▶ _INPUT DATA_
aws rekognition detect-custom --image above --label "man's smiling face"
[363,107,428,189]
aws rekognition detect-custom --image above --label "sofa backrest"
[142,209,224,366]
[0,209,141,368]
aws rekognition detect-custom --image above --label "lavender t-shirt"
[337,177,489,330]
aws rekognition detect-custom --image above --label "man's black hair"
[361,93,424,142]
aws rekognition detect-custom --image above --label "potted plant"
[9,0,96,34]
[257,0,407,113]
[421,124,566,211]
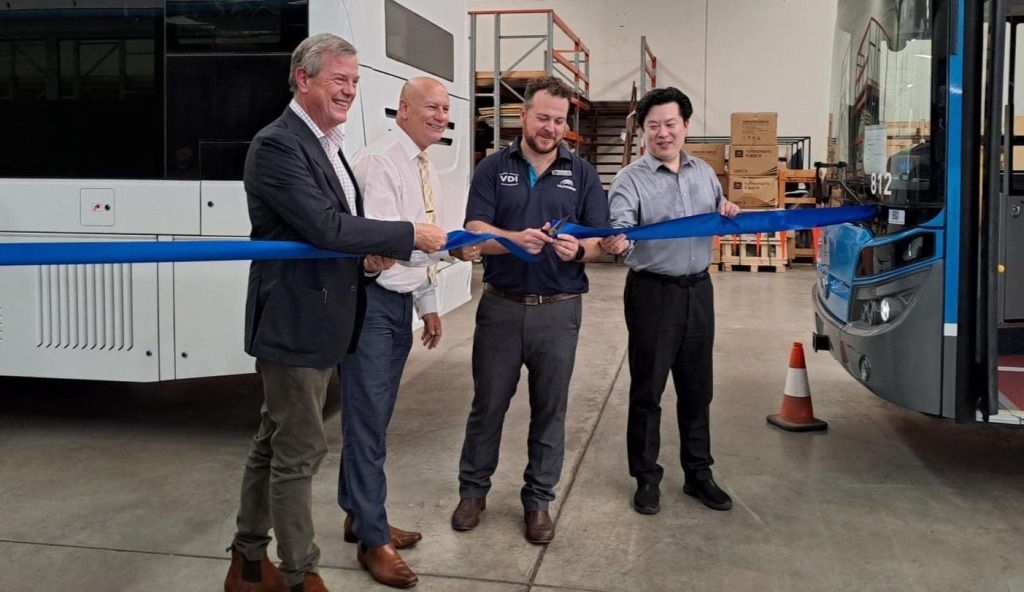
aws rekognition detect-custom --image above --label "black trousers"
[459,294,583,510]
[624,270,715,484]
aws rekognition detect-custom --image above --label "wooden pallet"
[722,261,785,273]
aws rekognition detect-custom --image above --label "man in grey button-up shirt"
[609,87,739,514]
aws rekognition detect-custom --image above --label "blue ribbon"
[0,206,876,265]
[562,206,878,241]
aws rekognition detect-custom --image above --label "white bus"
[0,0,472,382]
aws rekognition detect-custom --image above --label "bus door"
[978,0,1024,423]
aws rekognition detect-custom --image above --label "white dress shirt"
[288,98,358,216]
[352,126,452,319]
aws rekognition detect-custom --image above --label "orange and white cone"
[768,341,828,431]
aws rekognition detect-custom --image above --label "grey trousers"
[232,360,334,586]
[459,294,583,511]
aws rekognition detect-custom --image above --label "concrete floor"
[0,264,1024,592]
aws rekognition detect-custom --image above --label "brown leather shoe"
[345,515,423,549]
[224,547,288,592]
[452,498,487,531]
[355,543,420,588]
[288,574,331,592]
[524,510,555,545]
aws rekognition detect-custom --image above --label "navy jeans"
[338,284,413,547]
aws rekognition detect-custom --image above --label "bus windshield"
[828,0,944,228]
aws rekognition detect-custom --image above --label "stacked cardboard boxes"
[721,113,786,271]
[729,113,778,209]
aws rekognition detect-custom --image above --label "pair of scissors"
[548,216,569,239]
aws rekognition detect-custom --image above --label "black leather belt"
[483,284,580,306]
[631,269,711,288]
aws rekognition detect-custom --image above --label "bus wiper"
[814,161,864,205]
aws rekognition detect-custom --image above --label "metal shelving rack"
[469,8,590,153]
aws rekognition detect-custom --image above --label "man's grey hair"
[288,33,355,94]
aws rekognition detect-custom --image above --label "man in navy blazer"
[224,34,445,592]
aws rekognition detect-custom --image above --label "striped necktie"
[416,151,437,286]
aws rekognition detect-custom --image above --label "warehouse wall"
[469,0,836,162]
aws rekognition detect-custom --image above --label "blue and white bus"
[813,0,1024,424]
[0,0,472,382]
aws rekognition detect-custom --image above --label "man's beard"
[525,135,560,155]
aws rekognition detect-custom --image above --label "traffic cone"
[767,341,828,431]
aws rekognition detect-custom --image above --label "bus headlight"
[850,271,927,326]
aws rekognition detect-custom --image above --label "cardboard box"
[729,144,778,177]
[729,175,778,209]
[683,143,725,175]
[729,113,778,145]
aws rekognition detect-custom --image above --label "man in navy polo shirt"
[452,77,627,545]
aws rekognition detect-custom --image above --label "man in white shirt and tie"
[338,77,478,588]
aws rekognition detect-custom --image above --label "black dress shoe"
[633,483,662,514]
[523,510,555,545]
[683,477,732,510]
[452,498,487,531]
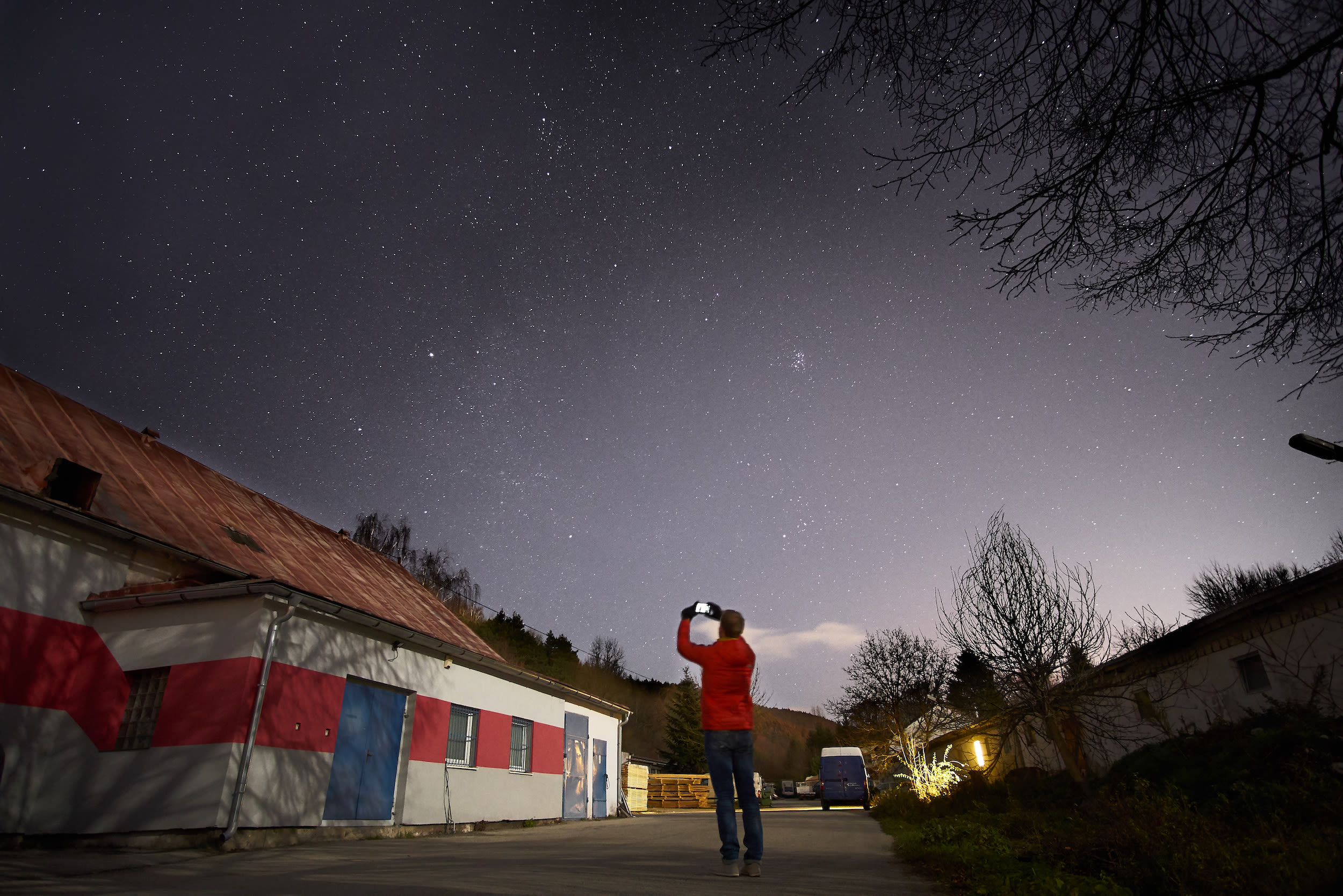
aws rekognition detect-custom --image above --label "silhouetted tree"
[705,0,1343,388]
[658,666,708,775]
[1185,563,1310,615]
[947,650,1003,719]
[588,635,625,676]
[349,510,482,620]
[937,510,1109,787]
[1320,529,1343,566]
[830,628,954,765]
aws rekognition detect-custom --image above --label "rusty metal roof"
[0,365,502,660]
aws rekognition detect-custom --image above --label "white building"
[0,367,630,835]
[934,563,1343,778]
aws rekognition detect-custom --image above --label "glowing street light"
[1287,432,1343,461]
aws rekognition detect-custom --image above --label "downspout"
[615,709,634,818]
[220,594,304,842]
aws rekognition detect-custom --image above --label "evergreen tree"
[947,650,1002,719]
[658,666,709,775]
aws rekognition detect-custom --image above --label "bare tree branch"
[703,0,1343,394]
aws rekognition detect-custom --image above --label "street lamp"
[1287,432,1343,461]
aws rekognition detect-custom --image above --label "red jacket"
[676,619,755,731]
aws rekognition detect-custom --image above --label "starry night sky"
[0,0,1343,706]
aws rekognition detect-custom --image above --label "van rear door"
[821,756,868,802]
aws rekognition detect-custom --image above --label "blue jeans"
[704,731,764,862]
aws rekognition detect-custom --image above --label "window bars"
[508,716,532,771]
[112,666,168,749]
[447,704,481,767]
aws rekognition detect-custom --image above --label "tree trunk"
[1045,712,1091,797]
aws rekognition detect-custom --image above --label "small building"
[0,367,630,835]
[931,563,1343,778]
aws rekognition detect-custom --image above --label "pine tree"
[658,666,709,775]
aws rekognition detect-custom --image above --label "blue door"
[322,681,406,821]
[564,712,588,818]
[593,738,606,818]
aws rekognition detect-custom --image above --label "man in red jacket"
[676,602,764,877]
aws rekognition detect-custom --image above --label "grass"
[873,708,1343,896]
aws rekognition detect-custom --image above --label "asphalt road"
[0,810,934,896]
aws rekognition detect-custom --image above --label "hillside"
[464,612,835,781]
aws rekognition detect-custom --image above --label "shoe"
[713,858,741,877]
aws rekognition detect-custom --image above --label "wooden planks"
[649,775,713,808]
[620,762,649,811]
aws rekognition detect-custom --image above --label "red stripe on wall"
[249,662,345,752]
[0,607,580,775]
[475,709,513,768]
[0,607,131,749]
[153,657,258,747]
[411,693,453,762]
[532,721,564,775]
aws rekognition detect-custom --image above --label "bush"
[873,706,1343,894]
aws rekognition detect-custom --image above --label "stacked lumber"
[620,762,649,811]
[649,775,713,808]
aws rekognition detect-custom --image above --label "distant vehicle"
[817,747,872,808]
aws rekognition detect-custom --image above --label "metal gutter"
[222,594,302,842]
[80,579,634,719]
[0,485,247,577]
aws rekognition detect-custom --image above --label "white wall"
[0,501,619,833]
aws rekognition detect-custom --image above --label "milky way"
[0,2,1343,706]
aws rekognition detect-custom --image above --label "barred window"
[447,704,481,767]
[508,716,532,771]
[112,666,168,749]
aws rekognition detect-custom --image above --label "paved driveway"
[0,810,934,896]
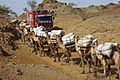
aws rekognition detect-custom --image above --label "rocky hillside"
[18,0,120,42]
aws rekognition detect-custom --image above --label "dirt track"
[0,41,119,80]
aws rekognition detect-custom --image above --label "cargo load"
[78,35,95,47]
[96,43,113,57]
[49,30,64,43]
[62,33,75,45]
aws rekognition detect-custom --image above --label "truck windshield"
[36,16,52,22]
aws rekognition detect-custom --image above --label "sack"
[78,35,95,47]
[62,33,75,45]
[50,30,64,39]
[96,44,113,57]
[36,31,46,37]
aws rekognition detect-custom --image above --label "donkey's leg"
[81,51,85,74]
[56,48,60,62]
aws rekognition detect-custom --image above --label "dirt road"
[0,41,116,80]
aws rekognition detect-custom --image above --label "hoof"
[61,64,63,66]
[81,72,85,74]
[53,60,56,62]
[58,59,61,62]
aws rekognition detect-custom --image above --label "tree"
[27,0,37,10]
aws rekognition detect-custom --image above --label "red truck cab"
[27,10,53,30]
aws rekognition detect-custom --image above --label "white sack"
[96,44,113,57]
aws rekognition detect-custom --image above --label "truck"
[27,10,53,30]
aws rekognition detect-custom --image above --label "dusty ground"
[0,0,120,80]
[0,41,117,80]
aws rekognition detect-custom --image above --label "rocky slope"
[17,0,120,42]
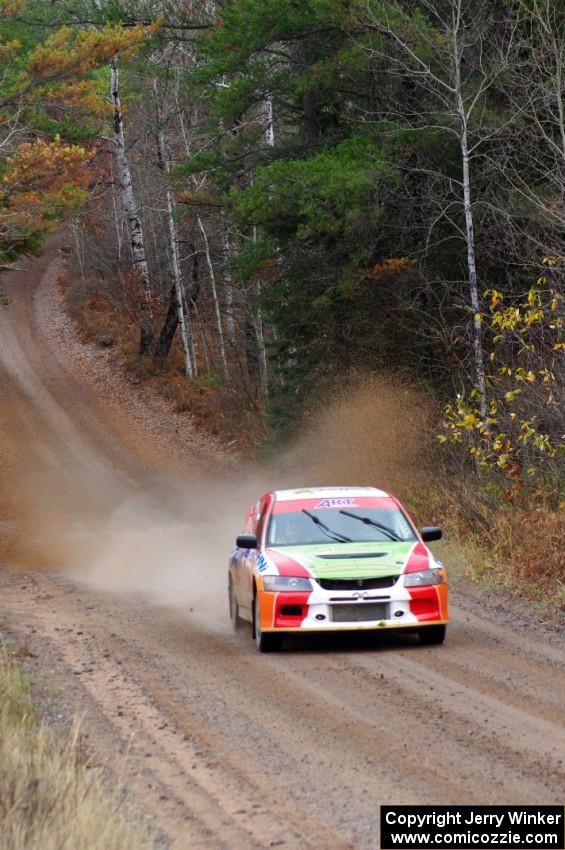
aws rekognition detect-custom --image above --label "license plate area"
[332,602,388,623]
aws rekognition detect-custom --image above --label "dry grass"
[0,644,152,850]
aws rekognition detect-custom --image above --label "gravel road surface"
[0,238,565,850]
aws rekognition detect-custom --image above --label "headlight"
[404,570,445,587]
[263,576,312,593]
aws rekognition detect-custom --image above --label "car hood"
[259,540,430,578]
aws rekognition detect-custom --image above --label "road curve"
[0,239,565,850]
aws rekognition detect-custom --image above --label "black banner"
[380,806,565,850]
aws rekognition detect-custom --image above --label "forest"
[0,0,565,599]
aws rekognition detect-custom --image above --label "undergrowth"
[0,642,153,850]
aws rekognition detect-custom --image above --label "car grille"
[332,602,388,623]
[316,576,398,590]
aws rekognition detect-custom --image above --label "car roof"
[273,487,389,502]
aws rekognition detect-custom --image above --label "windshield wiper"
[302,508,353,543]
[340,511,402,540]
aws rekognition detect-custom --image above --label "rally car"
[228,487,448,652]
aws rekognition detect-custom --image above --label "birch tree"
[110,57,153,356]
[365,0,512,418]
[153,78,197,378]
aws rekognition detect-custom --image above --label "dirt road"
[0,240,565,850]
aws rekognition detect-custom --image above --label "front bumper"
[259,578,449,632]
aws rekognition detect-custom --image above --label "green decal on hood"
[273,540,417,578]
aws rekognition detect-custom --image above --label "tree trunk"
[198,216,230,379]
[154,285,179,363]
[459,110,488,418]
[110,59,153,356]
[153,80,197,378]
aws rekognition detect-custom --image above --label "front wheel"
[253,594,282,652]
[419,626,447,646]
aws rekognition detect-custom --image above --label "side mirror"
[420,525,443,543]
[235,534,257,549]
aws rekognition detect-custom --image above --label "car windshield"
[267,507,416,546]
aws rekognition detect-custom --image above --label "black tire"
[228,576,243,632]
[418,626,447,646]
[253,595,282,652]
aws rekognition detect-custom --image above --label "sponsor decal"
[314,496,356,511]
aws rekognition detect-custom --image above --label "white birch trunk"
[460,125,488,418]
[110,59,153,354]
[222,215,235,340]
[198,216,229,378]
[153,80,197,378]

▶ _WHAT IS NEEDED_
Extract everything from the start of the records down to the line that contains "[722,261,785,273]", both ends included, repeating those lines exactly. Leave the pictures out of your answer.

▶ _RESULT FOR THIS TASK_
aws rekognition detect-custom --image above --label "man's smiling face"
[363,107,428,189]
aws rekognition detect-custom --image above --label "sofa backrest"
[142,209,224,366]
[0,209,141,368]
aws rekognition detect-custom --image above --label "lavender t-shirt"
[337,177,489,330]
aws rekognition detect-custom --image above --label "man's black hair"
[361,93,424,142]
aws rekognition detect-custom --image above --label "potted plant"
[9,0,96,34]
[257,0,407,113]
[421,124,566,211]
aws rekognition detect-custom --image above --label "black trousers"
[459,294,583,510]
[624,270,715,484]
aws rekognition detect-custom --image above --label "wooden pallet"
[722,261,785,273]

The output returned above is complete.